• [Extrahierter Text]:
'''

Hiob – Ein Nachtrag

Wir haben gesehen, dass Hiob durch das Leid transformiert worden ist.1 Er hat Abschied genommen vom transaktionalen Denken, tit-for-tat. Er erwartet nicht mehr, dass ihm etwas Gutes passiert, dafür, dass er Gutes tut.

Ein wichtiger Aspekt ist mir dabei entgangen. Hiob hat subjektiv vollkommen die Kontrolle über sein Schicksal verloren: Gut sein, war sein Mittel zur Kontrolle. Doch solange man gut ist und das Leben gut ist, ist es unmöglich zu erkennen, dass man keine Kontrolle über das Schicksal hat. Alles erscheint, als ob man Kontrolle hätte.

Es muss etwas einschneidendes passieren, dass man diese Illusion verliert: Man muss unschuldig leiden und wissen, dass man unschuldig ist.2

Jetzt wird auch Hiobs eigentlich Sünde offenbar: Die Anmaßung, sein Schicksal kontrollieren zu können, i.e. wie Gott zu sein.

'''

• [Aufgeführte Einträge]:
'''

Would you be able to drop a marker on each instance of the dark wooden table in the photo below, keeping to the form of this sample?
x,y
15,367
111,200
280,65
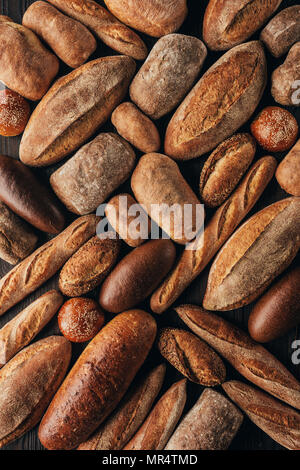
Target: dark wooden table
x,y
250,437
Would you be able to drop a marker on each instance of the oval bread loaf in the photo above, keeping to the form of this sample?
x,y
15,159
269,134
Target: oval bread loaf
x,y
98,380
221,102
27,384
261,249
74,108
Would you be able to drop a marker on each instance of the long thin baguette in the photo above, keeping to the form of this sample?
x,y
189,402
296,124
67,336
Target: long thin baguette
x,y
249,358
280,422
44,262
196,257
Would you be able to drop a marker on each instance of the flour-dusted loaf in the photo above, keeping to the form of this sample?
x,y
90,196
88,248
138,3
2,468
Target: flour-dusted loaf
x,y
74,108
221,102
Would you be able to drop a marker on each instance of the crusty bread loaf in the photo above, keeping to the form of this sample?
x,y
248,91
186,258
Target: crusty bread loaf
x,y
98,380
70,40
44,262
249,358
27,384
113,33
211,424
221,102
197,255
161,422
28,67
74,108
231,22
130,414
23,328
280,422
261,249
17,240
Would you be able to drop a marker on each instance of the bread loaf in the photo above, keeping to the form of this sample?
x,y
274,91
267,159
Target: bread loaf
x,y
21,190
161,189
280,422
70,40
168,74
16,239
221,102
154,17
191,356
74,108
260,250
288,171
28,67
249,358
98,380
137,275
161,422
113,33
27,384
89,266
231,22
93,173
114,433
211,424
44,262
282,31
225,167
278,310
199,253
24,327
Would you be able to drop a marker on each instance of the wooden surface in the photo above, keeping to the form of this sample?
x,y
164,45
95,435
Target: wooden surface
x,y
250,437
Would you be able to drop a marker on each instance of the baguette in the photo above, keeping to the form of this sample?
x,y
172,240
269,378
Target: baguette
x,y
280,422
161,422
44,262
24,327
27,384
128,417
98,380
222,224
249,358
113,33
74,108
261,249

'''

• [Zu erledigende Aufgaben]:
1 – Schreibe aus dem Text über Hiob alles von „Ein wichtiger Aspekt“ bis einschließlich „man Kontrolle hätte.“ wortgetreu nieder.
2 – Setze den Text über Hiob im Anschluss an seinen letzten Satz fort.

• [Ergebnisse]:
1 –
Ein wichtiger Aspekt ist mir dabei entgangen. Hiob hat subjektiv vollkommen die Kontrolle über sein Schicksal verloren: Gut sein, war sein Mittel zur Kontrolle. Doch solange man gut ist und das Leben gut ist, ist es unmöglich zu erkennen, dass man keine Kontrolle über das Schicksal hat. Alles erscheint, als ob man Kontrolle hätte.

2 –
Also kann ich jetzt machen, was ich will, weil ich keine Kontrolle über mein Schicksal habe?

Euch Leuten kann man nicht helfen. Wisst ihr nicht wie viel Wert ein reines Gewissen ist?


  1. Was ist nur mit Hiob los? 

  2. Hier von ausgehend könnte man dann wieder die Frage nach dem gerechten Gott stellen. Man muss sich aber insgesamt fragen, warum dieser Text, immer direkt in Zusammenhang mit dieser Frage gelesen wird. Von welcher bitteren Erkenntnis wird man geschont, wenn man sagt “Ja, Hiob, das behandelt die Theodizee”?